Consigna A |
Según el editorial sobre la muerte de Francisco, ¿hacia quiénes tendió puentes el Papa? Enuméralos todos.
Consigna B |
Reproduce del editorial el fragmento que va desde "Desde Roma, donde" hasta "fue un espejo.".

======== Texto fuente

Editorial | Kiosco Informativo | 21 de abril de 2025
Hoy el mundo despide a Jorge Mario Bergoglio, el primer Papa latinoamericano, pero para México —y para quienes creemos que la fe también puede ser una forma de resistencia—, se va Francisco: el Papa que nos miró de frente, que habló claro, que no se acomodó.
Desde Roma, donde murió este lunes 21 de abril a los 88 años, Francisco jamás se alejó del sur del mundo. Con palabras simples y gestos potentes, tendió puentes hacia los pobres, los olvidados y los perseguidos, incluso en medio de una Iglesia que a veces parece más cómoda con el poder que con la cruz. Para América Latina fue un pastor con acento y memoria; para México, fue un espejo.

================
======== Material proporcionado

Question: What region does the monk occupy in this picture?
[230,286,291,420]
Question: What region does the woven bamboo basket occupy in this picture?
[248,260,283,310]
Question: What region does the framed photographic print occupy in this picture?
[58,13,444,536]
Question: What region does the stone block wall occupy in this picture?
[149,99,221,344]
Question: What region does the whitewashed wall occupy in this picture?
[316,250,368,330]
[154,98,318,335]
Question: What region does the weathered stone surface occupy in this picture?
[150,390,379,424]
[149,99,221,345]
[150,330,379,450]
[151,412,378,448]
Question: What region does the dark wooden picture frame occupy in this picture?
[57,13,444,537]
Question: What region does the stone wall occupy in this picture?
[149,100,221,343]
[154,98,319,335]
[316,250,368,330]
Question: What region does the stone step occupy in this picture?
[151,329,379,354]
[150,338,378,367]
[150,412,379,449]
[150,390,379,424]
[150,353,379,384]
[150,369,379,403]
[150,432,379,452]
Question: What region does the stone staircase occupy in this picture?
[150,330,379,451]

================

Respuesta A |
Los pobres, los olvidados y los perseguidos.

Respuesta B |
Desde Roma, donde murió este lunes 21 de abril a los 88 años, Francisco jamás se alejó del sur del mundo. Con palabras simples y gestos potentes, tendió puentes hacia los pobres, los olvidados y los perseguidos, incluso en medio de una Iglesia que a veces parece más cómoda con el poder que con la cruz. Para América Latina fue un pastor con acento y memoria; para México, fue un espejo.